Data entries:
------------------------
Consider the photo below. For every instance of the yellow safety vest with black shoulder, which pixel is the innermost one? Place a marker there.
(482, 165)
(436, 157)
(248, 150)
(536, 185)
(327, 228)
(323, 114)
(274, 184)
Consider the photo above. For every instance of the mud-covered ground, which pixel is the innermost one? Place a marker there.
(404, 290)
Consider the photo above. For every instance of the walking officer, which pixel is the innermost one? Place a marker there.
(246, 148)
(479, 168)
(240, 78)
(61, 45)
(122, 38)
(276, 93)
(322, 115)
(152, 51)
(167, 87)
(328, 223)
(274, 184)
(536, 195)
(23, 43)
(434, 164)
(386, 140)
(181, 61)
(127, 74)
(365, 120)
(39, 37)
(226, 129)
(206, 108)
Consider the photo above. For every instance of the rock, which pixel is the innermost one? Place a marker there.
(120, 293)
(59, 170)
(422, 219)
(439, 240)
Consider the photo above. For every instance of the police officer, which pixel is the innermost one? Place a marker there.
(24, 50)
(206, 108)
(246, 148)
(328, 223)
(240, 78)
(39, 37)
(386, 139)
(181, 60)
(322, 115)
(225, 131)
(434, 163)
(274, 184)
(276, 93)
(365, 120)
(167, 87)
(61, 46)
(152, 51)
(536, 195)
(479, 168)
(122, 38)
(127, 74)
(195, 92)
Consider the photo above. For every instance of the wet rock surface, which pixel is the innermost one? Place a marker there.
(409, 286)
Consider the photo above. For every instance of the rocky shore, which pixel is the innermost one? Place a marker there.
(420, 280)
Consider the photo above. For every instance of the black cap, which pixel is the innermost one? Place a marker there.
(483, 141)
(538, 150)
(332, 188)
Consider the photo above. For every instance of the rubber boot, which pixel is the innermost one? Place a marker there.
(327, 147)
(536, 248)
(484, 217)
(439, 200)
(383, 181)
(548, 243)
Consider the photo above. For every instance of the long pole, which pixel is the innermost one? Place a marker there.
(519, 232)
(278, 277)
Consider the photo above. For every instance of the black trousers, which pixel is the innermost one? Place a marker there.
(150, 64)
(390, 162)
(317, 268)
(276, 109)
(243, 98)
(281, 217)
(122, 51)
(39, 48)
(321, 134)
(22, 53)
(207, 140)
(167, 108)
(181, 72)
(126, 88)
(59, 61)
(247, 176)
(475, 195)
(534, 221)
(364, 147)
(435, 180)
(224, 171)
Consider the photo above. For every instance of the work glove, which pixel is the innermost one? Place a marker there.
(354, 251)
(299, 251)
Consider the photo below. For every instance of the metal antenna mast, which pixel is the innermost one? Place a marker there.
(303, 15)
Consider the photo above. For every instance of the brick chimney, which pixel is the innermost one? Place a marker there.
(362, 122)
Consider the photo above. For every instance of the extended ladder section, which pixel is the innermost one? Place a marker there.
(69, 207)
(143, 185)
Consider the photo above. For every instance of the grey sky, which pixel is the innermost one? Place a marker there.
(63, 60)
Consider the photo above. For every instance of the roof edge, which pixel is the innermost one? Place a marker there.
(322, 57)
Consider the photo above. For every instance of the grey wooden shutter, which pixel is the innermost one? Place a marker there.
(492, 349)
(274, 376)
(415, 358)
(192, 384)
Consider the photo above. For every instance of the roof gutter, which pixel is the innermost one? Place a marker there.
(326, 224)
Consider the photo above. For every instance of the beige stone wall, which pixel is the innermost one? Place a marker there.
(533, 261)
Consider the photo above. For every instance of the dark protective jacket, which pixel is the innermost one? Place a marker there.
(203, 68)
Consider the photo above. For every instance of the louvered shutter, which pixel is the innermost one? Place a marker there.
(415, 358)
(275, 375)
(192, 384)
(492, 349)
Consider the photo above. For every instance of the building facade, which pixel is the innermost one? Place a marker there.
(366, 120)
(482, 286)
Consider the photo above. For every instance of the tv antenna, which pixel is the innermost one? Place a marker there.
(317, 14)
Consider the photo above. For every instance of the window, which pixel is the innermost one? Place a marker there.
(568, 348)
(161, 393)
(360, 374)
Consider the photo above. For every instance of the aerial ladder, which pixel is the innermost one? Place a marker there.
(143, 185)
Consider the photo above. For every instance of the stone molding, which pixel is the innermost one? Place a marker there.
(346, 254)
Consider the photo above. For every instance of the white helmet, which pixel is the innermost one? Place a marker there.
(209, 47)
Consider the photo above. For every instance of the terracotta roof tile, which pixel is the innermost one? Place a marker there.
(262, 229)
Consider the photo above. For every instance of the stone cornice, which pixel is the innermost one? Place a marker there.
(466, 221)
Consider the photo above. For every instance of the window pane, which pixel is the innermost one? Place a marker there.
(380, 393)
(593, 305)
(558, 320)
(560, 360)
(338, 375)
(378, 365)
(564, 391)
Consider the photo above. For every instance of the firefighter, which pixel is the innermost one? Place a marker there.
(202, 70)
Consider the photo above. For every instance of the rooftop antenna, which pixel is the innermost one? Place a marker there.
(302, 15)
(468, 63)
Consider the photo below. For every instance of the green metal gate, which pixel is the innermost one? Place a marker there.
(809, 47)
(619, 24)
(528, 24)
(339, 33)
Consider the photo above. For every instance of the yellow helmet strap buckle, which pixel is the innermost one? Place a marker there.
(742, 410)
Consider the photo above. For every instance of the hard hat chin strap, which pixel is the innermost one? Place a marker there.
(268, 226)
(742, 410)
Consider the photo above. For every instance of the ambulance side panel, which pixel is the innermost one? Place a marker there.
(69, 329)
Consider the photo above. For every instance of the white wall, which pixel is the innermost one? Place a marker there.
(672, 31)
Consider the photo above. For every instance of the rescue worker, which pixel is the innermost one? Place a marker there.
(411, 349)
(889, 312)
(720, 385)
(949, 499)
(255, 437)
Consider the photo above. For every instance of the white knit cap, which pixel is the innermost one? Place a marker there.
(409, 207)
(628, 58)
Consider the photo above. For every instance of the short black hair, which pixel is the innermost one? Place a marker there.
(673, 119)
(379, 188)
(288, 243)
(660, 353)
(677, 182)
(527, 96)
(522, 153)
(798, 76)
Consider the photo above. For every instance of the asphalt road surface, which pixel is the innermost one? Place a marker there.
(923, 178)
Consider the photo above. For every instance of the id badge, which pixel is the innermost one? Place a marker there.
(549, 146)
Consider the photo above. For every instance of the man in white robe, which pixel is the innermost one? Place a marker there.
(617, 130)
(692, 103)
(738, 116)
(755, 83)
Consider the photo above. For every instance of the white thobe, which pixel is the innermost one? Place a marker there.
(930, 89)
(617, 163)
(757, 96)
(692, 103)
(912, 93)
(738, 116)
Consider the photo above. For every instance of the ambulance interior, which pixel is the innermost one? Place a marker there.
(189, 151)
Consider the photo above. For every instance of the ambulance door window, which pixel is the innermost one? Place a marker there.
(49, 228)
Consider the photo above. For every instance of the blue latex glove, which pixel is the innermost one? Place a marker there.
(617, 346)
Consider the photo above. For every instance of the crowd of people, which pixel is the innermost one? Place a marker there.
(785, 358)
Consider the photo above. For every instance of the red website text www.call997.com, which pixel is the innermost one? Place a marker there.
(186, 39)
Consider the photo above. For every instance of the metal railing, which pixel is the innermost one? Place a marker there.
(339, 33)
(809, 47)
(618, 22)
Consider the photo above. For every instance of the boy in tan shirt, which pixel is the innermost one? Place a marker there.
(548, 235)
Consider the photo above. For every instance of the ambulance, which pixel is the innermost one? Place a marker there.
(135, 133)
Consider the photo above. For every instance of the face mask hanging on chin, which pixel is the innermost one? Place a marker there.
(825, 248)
------------------------
Output the lines of the material above as a JSON list of strings, one string per line and no blank lines. Start at the line that contains "Consider the photo above. For every instance of the blue" and continue through the end of the material.

[
  "Consider the photo above. For every instance of the blue latex glove, which pixel is the innermost one? Place a marker there.",
  "(617, 346)",
  "Consider the photo above. For every instance of the crowd of people, which pixel is the innermost one? Place a marker there.",
  "(785, 358)",
  "Consider the photo above. For every instance of the red website text www.call997.com, which pixel is the innermost one? Place a marker there.",
  "(186, 39)",
  "Consider the photo above. For every instance of the metal railing, which pixel is the innermost one? Place a marker there.",
  "(339, 33)",
  "(809, 47)",
  "(618, 22)",
  "Consider the photo above. For every instance of the boy in tan shirt, which pixel is the innermost one? Place a marker there.",
  "(548, 235)",
  "Consider the photo above. For every instance of the ambulance, which pixel is the innermost one? Place a marker there.",
  "(135, 133)",
  "Consider the photo above. For every instance of the face mask hanging on chin, which pixel is the innermost one? Place a marker there.",
  "(825, 248)"
]